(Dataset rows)
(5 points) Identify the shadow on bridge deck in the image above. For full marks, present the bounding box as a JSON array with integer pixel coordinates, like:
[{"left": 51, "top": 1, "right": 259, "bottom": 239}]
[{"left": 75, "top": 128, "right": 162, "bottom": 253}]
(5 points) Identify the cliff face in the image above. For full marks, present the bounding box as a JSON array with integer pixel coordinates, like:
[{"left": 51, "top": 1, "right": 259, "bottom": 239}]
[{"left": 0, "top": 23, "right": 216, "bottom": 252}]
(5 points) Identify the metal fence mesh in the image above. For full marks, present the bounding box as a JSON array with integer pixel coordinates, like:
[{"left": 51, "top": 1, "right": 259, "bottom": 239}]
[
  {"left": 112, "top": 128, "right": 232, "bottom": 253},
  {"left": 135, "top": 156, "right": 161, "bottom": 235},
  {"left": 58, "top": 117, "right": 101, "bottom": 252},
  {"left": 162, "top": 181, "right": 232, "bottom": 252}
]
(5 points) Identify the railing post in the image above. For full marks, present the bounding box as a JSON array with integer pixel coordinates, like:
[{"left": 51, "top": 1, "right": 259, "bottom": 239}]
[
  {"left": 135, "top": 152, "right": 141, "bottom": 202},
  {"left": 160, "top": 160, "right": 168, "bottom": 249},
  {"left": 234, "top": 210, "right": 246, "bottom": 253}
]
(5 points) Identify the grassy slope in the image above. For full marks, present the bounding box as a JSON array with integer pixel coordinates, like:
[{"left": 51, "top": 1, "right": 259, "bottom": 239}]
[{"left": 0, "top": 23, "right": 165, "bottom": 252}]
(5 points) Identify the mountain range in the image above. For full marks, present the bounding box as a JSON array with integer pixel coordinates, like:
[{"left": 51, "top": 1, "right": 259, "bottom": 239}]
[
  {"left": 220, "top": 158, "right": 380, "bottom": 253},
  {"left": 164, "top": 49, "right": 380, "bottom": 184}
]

**WRITTEN INSTRUCTION**. Format every line of the rows above as a Markdown table with two columns, Line and Text: put the line's position in Line and the line itself in Text, leaving out any blank lines.

**THE SOLUTION**.
| Line | Text |
|---|---|
| 1 | (5 points) Identify the shadow on bridge deck in the image above. For full marks, present the bounding box as a JSON array with integer pixel coordinates, like: |
| 2 | [{"left": 51, "top": 1, "right": 259, "bottom": 239}] |
| 3 | [{"left": 75, "top": 128, "right": 162, "bottom": 253}] |
| 4 | (5 points) Identify the cliff face in the image above. For full marks, present the bounding box as a JSON array with integer pixel coordinates, like: |
| 5 | [{"left": 51, "top": 1, "right": 259, "bottom": 239}] |
| 6 | [{"left": 0, "top": 23, "right": 216, "bottom": 252}] |
| 7 | (5 points) Identify the metal fence mesh in the image above. For full marks, present the bounding box as a JSON array with integer pixel coordinates, like: |
| 8 | [{"left": 51, "top": 1, "right": 259, "bottom": 239}] |
| 9 | [ |
| 10 |   {"left": 112, "top": 128, "right": 232, "bottom": 253}, |
| 11 |   {"left": 135, "top": 156, "right": 161, "bottom": 235}, |
| 12 |   {"left": 58, "top": 117, "right": 101, "bottom": 252}, |
| 13 |   {"left": 162, "top": 181, "right": 232, "bottom": 252} |
| 14 | ] |
| 15 | (5 points) Identify the railing post in the image above. For full marks, present the bounding box as a JSON array with integer pixel coordinates, like: |
| 16 | [{"left": 51, "top": 1, "right": 259, "bottom": 239}] |
| 17 | [ |
| 18 |   {"left": 135, "top": 152, "right": 141, "bottom": 202}, |
| 19 |   {"left": 160, "top": 160, "right": 168, "bottom": 249}, |
| 20 |   {"left": 234, "top": 210, "right": 246, "bottom": 253} |
| 21 | ] |
| 22 | (5 points) Identify the grassy slope in the image above. For full marks, present the bounding box as a JSON array with integer pixel coordinates, like: |
| 23 | [{"left": 51, "top": 1, "right": 259, "bottom": 239}] |
| 24 | [{"left": 0, "top": 23, "right": 165, "bottom": 252}] |
| 25 | (5 points) Identify the mountain range in the image above. For full marks, present the bounding box as a JSON array with integer pixel coordinates, like: |
| 26 | [{"left": 51, "top": 1, "right": 259, "bottom": 239}] |
| 27 | [ |
| 28 |   {"left": 220, "top": 158, "right": 380, "bottom": 253}, |
| 29 |   {"left": 164, "top": 49, "right": 380, "bottom": 184} |
| 30 | ] |